_EXERCISE REQUIREMENTS:_ Nothing but an exact reproduction of the records, pictures excluded, should be returned.

Records from a dataset

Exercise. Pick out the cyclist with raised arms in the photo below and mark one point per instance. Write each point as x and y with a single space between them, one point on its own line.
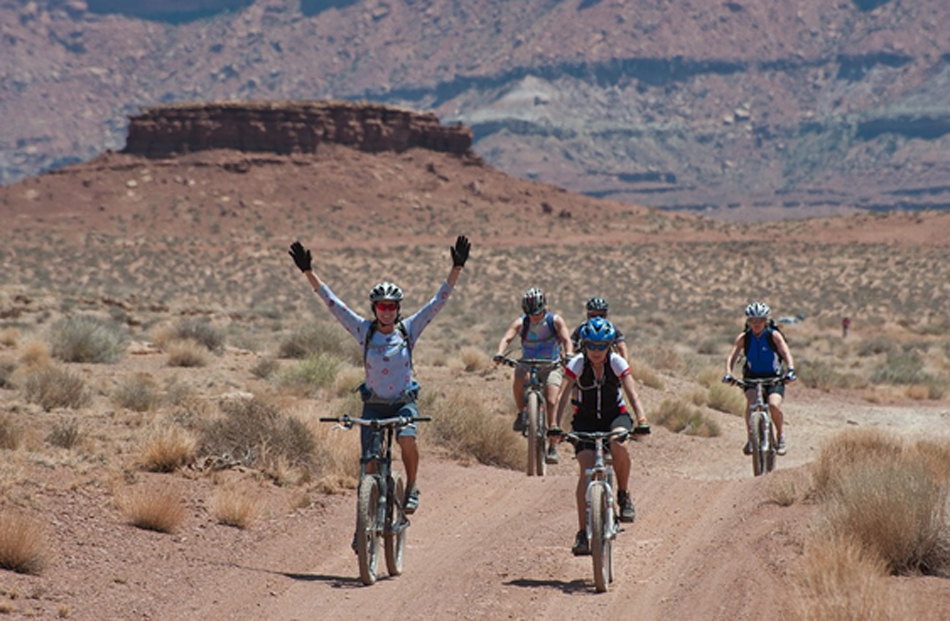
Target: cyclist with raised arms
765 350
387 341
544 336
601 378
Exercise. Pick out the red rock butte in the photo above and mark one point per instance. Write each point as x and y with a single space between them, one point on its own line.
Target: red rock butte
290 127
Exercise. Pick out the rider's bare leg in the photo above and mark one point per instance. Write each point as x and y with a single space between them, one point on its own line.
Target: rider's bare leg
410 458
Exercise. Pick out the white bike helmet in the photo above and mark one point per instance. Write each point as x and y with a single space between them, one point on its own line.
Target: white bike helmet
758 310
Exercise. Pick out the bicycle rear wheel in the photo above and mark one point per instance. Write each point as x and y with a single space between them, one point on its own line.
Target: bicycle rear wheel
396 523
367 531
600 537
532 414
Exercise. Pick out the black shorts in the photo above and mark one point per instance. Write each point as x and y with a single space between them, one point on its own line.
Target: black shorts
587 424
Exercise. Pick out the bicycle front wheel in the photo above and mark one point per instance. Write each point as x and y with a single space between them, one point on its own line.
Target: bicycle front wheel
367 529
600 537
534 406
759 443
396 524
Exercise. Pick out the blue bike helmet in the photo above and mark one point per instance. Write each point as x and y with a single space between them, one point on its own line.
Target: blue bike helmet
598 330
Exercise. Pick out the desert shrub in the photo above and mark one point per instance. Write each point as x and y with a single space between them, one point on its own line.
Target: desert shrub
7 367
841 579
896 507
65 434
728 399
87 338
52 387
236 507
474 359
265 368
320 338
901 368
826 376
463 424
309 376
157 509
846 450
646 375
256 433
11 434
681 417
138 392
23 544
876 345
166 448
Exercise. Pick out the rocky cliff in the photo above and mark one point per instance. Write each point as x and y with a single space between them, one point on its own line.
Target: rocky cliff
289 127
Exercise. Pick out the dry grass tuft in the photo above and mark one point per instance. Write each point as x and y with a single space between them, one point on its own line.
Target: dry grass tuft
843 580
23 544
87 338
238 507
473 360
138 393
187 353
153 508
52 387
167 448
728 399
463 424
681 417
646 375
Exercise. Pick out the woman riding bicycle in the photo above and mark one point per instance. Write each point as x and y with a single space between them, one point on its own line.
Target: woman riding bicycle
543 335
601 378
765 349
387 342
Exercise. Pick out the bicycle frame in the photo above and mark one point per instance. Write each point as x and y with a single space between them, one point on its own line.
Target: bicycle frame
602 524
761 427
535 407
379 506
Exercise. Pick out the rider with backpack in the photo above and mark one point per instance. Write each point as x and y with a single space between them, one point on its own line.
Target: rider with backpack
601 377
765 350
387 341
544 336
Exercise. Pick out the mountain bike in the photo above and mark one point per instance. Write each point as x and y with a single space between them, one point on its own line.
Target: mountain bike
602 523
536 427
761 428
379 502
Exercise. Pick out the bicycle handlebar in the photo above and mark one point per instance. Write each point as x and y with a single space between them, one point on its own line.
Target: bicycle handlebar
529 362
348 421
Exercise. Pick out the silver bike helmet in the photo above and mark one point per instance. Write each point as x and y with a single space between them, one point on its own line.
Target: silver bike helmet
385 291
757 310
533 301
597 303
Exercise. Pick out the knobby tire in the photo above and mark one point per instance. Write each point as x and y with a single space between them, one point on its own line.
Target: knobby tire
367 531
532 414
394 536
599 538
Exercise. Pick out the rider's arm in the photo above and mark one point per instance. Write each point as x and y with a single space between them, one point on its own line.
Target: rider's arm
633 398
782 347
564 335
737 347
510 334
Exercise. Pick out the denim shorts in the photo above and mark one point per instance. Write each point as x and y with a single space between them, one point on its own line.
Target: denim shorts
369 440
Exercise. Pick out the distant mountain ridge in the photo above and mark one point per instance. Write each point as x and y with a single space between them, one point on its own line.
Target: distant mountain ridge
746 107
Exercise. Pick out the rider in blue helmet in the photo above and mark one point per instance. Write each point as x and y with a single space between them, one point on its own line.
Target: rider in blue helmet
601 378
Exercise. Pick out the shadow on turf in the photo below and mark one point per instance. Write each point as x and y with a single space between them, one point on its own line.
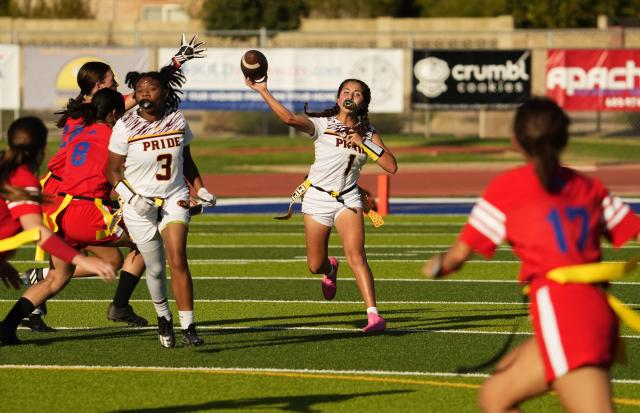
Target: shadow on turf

_TASK RESULT:_
Exercise. Pick out the cyclist with raised arms in the photo below and mark one point per instance. Write each point as x and y with a single space between them, one point on its own line.
Target: cyclist with raised arms
765 350
387 341
544 336
601 378
Exercise. Pick out the red rock butte in the photo above and mark one point per instance. Write each point as x and y with a single space between them, one point on its own line.
Target: red rock butte
290 127
Exercise. Pick out the rider's bare leg in the photo above and mark one point per instance. Write each point as x and y with a single space between them, one point on its own line.
Target: rider's bare leg
410 458
Exercise. Pick out the white bike helmet in the photo above and mark one point per instance. Write each point as x and y with a single space between them, one point on its own line.
Target: white bike helmet
758 310
Exercise. Pick out the bicycle rear wheel in the photo above and mark one point per instance. Write each point as x and y with a single space between them, one point on its own line.
Target: bicycle rear wheel
396 523
367 531
600 537
532 414
Exercise. Pick out the black shorts in the photo above and mark one point per instance. Write each point as x and y with a single space between them, one point on its own line.
Target: black shorts
587 424
Exercise. Pick out the bicycle front wheel in the photo above and mark one point per instance. Write each point as x and y with a single space between them, one point on its own line.
Target: bicycle front wheel
367 529
600 537
534 406
759 443
396 524
Exercise. Pick out the blue bike helmet in the photo above and mark one point per instance. Write each point as x and y with a single space between them, one point on its own line.
Target: blue bike helmet
598 330
Exercise. Pick out the desert shrub in the photo above and mark one point per instance. Write each point as x and y with a single space between them, one point on its own line.
Target: desert shrub
7 367
841 579
896 507
65 434
728 399
87 338
52 387
236 507
474 359
265 368
320 338
901 368
826 376
463 424
309 376
157 509
846 450
646 375
256 433
11 434
681 417
138 392
23 544
876 345
166 448
Exercise. Pick out the rocky cliff in the photo above and mark one point per instance. Write each point as x and y with a single space between them, one point on its own line.
Target: rocky cliff
289 127
Exercise. Pick out the dry grass tuft in the photo above and mark one point per instance. Write each point as x and y with a single space between them, one point on its own line.
Target: dry grass tuft
843 580
23 544
87 338
238 507
473 360
138 393
187 353
153 508
52 387
167 448
728 399
463 424
681 417
646 375
Exercise. Pick out the woman riding bicycle in the photo above and mark one point per instance. Write each point as x and y with a single space between them, one point on its own line.
Target: woman riding bicycle
543 335
601 378
765 349
387 342
Exercise. Pick out the bicycle frame in the photo above and mark one point per instance. Write each point as x and y with a single space between them, one point on its own line.
Target: bicycle frame
602 524
761 427
535 407
379 506
Exercise. Pick out the rider with backpack in the photo above and mark one point per instance. Write each point as x and y with a single space between them, one point on its own line.
Target: rider with backpack
601 377
765 350
387 341
544 336
Exercise. Pick out the mountain bike in the photo above and mark one point per instance. Write each point as x and y with a single space between them, one point on its own line.
Target: mountain bike
602 523
536 427
761 428
379 502
Exercise. Pick out the bicycle handlebar in the photo above and mark one point per instance. Write each point as x and y with a single space between them, one point on its own line.
Target: bicycle handlebar
529 362
348 421
Exercise. Pick out the silver bike helmet in the photo above and mark one point per instance. Write each point as x and y with a single space between them, one point on its own line.
Target: silver bike helmet
385 291
757 310
533 301
597 303
Exercise. Pick out the knobby tire in the photo above and mark one point per instance. Write each point as x and y with a single space between them, one point on its own line.
Target: knobby tire
367 531
532 414
394 536
599 538
Exercise. Pick out the rider's arm in the photo above and mark one point per instance. Write each point as x and y with a single space between them, one point on its own line.
Target: rider's arm
633 398
782 347
564 335
737 347
510 334
Exercise. Pick out the denim shorts in the photo above and mark one point per instance. Write each point as x and y with a single space between them, one point on its own line.
Target: denim shorts
369 440
Exercise. Pick out the distant mountain ridge in the photo above and mark one point per instance. Write each point as x and y with a single space between them, one point on its own line.
Target: distant mountain ridge
746 107
Exercise. Pick out the rider in blue helmet in the photo above and mark one point per instance. Write each point as x and y with a single space between them, one point on its own line.
Target: rider in blue helmet
601 378
Exercise. Pick out the shadow on turf in the photo below and mark one point per instance. Write each point as x and y with a single space between them, one point on its own line.
Target: shadow on turf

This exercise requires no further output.